▶ **PROBLEM TO SOLVE**
Please rewrite the records from the line that has "the calm water" through the end of the records, putting "faraway" wherever "distant" appears and leaving everything else unchanged.

Object pointing dataset rows
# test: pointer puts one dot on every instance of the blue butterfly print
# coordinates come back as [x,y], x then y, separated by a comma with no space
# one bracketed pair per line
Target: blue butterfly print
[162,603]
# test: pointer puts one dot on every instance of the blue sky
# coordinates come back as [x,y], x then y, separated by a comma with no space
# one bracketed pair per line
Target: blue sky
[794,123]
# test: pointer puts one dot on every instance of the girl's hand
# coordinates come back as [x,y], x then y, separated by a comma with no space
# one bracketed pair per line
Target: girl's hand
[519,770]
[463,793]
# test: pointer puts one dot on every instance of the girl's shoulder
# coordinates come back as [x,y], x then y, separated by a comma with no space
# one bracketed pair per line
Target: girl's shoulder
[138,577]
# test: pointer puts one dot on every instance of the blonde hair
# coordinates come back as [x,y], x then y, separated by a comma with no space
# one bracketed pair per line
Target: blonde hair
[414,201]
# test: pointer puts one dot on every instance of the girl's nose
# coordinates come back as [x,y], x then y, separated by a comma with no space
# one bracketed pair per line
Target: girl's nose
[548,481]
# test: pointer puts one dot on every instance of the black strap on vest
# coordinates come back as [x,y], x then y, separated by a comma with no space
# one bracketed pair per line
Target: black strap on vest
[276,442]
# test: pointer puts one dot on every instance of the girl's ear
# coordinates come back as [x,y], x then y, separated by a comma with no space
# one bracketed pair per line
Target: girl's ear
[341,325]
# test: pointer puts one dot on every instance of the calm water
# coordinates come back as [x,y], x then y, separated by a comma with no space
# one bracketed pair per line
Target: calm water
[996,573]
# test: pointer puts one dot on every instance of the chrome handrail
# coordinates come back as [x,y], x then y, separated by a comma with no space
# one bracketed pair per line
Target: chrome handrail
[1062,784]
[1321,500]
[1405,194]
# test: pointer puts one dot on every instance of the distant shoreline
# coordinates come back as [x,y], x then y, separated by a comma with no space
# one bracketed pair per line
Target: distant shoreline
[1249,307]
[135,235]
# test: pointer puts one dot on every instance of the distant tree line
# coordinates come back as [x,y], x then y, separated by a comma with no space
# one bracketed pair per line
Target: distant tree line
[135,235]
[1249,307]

▶ **THE REPLY**
# test: pointer puts one dot on every instance of the calm water
# coordinates come back as [x,y], x then y, separated by a comma with no space
# one bracketed pair per line
Target: calm water
[996,573]
# test: pointer puts one dot on every instance of the chrome handrail
# coordinates come back as [x,y], x then y, separated by a comma with no space
# one bracketed pair per line
Target: chrome handrail
[1062,784]
[1321,500]
[1405,194]
# test: pointer puts one dot on every instance of the faraway shoreline
# coordinates come back as [x,y], x then y, separated by a comma with no space
# one bracketed pair per line
Target: faraway shoreline
[1249,307]
[135,235]
# test: pointer puts one dot on every instance of the faraway tree line
# coordinates come back as [x,y], x then y, separated by a comma with no space
# one bracketed pair per line
Target: faraway tree line
[135,235]
[1249,307]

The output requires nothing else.